Source passage →
= = =
Parental Alienation Syndrome (PAS) is an abnormal psychological condition in a child which adversely impacts the child’s relationship with a (target) parent in a number of clearly identifiable and dysfunctional ways and the causes of the disorder can be reasonably traced back to the actions, behaviours and decision-making of a person(s) who are interfering with the child’s relationship with the (target) parent. It is one of the most damaging outcomes affecting children as a result of exposure to HAP. The most common symptom of children affected by PAS is their severe opposition to contact with one parent and/or overt hatred toward such parent when there is little and often, no logical reason to explain the child’s behaviour. The effects of PAS can last well into adulthood and may last for a lifetime with tragic consequences.


PAS is usually related to highly litigious court cases where there is a “destroy to win or the end justifies the means” mentality. Alienating parents are driven by the overriding need for power, influence, domination and control. They have no internal conflict, because they truly believe they are right. If a problem arises, it is always someone else’s fault.


Alienating parents find it easy to misuse the law because some family courts do not use mental health experts to assess the psychological underpinnings. If psychological evaluations are conducted on the alienating parent, they often reveal the “borderline, narcissistic, or hysterical personality” disorder. Although they may know how to act the part, they do not have empathy, sympathy or compassion for others. Unlike rational people, they do not distinguish between telling the truth and lying. Alienating parents know that sanctions of fines, jail time, or community service are seldom applied to those held in contempt of visitation orders and hence cases are dragged for years. This jeopardizes the child’s relationship with the target parent, and allows the alienating parents the advantage to continue alienating.


The emotional cost of PAS is excessive to the target parent. Legal intervention is a must to remove the alienated child from the custody of the alienating parent, set boundaries for the alienating parent, and have the alienated child deprogrammed by a child psychologist. Without legal intervention, alienated children lose their ability and free will to make rational choices over their lives, experience serious psychiatric disorders, have poor social relationships, and of course pass the problem on to their children.


Dr Roma Kumar
Clinical Psychologist, Sir Ganga RamHospital (
Delhi)

“Nothing stirs up passions more than tile controversy generated when parents are at war over the custody of a child.”
= = =
Region pointing data
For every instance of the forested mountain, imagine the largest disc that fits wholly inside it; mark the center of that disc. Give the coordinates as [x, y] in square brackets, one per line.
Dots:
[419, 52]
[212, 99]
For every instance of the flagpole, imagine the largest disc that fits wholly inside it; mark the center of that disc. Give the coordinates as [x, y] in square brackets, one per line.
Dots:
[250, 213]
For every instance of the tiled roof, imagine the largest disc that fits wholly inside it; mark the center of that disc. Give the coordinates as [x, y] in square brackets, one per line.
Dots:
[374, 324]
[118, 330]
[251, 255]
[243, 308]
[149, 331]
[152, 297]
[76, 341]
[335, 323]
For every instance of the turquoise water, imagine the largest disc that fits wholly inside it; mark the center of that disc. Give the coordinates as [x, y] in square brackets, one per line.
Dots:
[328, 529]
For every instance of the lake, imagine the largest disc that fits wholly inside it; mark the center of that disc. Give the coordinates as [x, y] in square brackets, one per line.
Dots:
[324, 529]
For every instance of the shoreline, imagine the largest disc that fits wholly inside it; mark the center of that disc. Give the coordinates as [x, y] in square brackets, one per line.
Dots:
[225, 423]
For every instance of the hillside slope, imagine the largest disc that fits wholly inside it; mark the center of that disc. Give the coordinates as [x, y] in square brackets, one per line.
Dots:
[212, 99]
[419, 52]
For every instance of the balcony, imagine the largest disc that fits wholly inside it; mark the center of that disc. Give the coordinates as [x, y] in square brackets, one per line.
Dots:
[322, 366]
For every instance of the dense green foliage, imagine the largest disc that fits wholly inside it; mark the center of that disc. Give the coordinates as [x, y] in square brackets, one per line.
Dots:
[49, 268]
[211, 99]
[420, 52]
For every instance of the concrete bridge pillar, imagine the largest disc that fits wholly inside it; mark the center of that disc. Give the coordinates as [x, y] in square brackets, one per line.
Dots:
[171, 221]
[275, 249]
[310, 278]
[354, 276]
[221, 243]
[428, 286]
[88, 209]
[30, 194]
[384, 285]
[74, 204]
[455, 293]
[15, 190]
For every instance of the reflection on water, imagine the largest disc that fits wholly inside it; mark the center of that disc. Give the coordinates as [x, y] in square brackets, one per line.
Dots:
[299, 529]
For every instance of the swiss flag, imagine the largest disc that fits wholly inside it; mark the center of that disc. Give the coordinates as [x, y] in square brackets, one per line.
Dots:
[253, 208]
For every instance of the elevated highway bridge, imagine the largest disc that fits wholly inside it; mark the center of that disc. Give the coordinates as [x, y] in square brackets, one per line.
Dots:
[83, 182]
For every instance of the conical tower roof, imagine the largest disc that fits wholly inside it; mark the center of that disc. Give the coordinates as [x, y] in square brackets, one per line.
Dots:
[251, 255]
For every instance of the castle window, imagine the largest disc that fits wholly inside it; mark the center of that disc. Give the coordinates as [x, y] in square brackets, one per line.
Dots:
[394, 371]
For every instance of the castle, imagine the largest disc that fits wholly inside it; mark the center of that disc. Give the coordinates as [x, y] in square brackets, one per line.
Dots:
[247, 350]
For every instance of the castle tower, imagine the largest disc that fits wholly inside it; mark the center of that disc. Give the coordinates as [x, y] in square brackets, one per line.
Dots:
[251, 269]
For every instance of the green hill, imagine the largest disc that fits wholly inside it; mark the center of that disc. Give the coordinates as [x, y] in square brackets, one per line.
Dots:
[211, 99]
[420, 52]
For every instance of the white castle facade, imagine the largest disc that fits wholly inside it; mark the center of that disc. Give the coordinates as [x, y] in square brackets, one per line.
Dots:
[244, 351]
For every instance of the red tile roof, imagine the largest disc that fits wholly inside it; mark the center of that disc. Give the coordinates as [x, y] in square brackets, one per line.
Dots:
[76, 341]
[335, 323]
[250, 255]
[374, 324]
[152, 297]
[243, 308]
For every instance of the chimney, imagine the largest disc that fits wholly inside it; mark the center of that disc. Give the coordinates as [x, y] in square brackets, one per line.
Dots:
= = =
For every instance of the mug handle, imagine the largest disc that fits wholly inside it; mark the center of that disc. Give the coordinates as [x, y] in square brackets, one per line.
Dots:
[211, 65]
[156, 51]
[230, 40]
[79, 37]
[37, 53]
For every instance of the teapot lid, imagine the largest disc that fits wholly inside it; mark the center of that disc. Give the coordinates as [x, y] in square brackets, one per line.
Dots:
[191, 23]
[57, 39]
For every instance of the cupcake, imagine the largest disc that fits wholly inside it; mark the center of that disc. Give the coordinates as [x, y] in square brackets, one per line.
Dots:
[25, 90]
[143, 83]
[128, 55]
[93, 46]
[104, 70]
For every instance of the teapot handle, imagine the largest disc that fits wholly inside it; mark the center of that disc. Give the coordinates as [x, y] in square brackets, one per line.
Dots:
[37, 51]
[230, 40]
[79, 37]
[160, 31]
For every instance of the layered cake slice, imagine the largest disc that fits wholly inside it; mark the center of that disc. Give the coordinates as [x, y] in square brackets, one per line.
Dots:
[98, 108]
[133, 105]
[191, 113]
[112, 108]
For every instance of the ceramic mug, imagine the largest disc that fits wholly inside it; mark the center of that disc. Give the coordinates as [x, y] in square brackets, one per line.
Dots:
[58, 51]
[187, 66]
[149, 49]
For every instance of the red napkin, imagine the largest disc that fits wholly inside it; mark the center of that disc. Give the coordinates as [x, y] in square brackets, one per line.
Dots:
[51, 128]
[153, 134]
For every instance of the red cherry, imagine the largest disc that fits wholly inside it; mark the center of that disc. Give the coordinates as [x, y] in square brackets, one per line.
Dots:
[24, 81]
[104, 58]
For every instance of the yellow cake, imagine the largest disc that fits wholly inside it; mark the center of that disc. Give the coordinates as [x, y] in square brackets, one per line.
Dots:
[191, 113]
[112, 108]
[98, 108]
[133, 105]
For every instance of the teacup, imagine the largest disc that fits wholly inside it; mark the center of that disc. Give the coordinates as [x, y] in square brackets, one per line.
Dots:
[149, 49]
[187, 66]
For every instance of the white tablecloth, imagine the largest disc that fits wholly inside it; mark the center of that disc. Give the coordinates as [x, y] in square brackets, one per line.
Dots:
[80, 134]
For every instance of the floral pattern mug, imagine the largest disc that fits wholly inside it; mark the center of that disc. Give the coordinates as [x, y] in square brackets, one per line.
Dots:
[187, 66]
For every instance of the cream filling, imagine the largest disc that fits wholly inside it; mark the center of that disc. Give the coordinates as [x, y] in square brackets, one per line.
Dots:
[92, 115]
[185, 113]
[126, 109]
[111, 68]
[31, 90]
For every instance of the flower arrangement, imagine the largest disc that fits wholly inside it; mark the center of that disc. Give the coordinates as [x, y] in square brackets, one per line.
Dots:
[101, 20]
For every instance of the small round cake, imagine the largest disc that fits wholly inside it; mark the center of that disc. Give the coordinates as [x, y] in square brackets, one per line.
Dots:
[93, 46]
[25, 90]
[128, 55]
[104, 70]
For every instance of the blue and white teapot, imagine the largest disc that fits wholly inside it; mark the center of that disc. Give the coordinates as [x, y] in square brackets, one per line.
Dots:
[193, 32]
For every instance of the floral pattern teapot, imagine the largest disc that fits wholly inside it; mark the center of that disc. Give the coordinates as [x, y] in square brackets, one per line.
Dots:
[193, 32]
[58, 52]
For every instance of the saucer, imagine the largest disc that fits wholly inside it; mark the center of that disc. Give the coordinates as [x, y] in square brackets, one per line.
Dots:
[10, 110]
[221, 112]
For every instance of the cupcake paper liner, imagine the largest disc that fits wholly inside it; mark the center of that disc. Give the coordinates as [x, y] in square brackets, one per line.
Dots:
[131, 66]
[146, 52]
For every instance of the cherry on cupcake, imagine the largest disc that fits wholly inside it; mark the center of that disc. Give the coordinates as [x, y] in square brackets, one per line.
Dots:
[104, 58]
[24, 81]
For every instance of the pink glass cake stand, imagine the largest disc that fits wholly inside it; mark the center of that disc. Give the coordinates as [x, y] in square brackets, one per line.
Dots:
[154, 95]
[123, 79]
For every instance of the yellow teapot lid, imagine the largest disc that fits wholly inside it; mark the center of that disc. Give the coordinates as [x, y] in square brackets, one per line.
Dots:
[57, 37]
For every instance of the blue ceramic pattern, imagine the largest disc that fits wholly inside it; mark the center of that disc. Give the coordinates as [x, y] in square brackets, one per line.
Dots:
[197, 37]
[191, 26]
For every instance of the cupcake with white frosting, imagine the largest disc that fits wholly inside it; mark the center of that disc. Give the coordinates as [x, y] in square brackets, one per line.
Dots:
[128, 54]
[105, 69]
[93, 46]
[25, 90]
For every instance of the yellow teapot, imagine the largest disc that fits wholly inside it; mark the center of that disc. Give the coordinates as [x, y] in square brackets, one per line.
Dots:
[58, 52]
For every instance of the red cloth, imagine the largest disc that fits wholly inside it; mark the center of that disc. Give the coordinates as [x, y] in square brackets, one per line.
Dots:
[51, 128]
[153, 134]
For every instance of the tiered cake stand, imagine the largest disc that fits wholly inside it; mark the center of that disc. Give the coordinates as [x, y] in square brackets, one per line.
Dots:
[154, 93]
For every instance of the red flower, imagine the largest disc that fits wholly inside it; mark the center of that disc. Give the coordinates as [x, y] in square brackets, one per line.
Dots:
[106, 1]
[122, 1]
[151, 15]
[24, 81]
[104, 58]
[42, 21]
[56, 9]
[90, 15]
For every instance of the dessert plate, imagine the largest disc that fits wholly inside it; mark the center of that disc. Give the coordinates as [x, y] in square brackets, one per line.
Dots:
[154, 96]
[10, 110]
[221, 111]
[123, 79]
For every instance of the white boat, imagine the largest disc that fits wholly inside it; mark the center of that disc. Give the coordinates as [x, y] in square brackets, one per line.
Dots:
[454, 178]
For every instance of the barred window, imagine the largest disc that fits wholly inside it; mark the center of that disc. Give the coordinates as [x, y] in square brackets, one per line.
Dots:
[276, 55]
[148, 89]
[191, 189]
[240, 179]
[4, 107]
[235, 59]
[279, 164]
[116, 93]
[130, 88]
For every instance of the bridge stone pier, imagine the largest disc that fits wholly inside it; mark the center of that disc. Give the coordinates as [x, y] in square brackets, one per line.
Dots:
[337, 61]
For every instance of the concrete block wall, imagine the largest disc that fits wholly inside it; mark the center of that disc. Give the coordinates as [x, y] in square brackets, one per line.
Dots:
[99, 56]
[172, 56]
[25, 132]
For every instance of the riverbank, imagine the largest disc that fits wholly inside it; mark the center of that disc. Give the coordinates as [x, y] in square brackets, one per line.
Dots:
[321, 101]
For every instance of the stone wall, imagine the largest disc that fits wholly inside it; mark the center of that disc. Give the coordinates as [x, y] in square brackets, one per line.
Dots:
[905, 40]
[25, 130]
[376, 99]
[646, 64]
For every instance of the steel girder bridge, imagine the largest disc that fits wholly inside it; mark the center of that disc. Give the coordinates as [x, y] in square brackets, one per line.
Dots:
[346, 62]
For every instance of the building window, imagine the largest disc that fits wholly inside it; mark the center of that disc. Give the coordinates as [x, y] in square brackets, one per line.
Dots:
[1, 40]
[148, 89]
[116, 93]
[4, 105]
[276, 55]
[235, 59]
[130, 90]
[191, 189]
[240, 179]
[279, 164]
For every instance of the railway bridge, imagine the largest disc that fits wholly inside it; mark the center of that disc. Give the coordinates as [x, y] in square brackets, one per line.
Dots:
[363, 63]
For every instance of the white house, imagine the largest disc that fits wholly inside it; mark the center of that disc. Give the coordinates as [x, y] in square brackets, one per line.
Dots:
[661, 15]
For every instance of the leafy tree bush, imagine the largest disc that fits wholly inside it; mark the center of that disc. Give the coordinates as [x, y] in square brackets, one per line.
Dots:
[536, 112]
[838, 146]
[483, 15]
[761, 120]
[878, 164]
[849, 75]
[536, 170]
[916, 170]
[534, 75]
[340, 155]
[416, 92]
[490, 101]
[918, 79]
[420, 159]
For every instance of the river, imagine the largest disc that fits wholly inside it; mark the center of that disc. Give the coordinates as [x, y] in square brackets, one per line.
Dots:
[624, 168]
= = =
Resume the passage on parental alienation syndrome, continuing it from its last sentence.

The parental alienation syndrome (PAS) is a disorder that arises primarily in the context of child-custody disputes. It’s primary manifestation is the child's campaign of denigration against a parent, a campaign that has no justification. It results from the combination of a programming (brainwashing) parent's indoctrinations and the child's own contributions to the vilification of the target parent. Basically, this means that through verbal and non-verbal thoughts, actions and mannerisms, a child is emotionally abused (brainwashed) into thinking that the other parent is the enemy. PAS is more than brainwashing or programming, because the child has to actually participate in the denigrating of the alienated parent. This is done in primarily the following eight ways:


(i) The child denigrates the alienated parent with foul language and severe oppositional behavior.

(ii) The child offers weak, absurd, or frivolous reasons for his or her anger.

(iii) The child is sure of him or herself and doesn't demonstrate ambivalence. i.e. love and hate for the alienated parent, only hate.

(iv) The child exhorts that he or she alone came up with ideas of denigration. The "independent-thinker" phenomenon is where the child asserts that no one told him to do this.

(v) The child supports and feels a need to protect the alienating parent.

(vi) The child does not demonstrate guilt over cruelty towards the alienated parent.


(vii) The child uses borrowed scenarios, or vividly describes situations that he or she could not have experienced.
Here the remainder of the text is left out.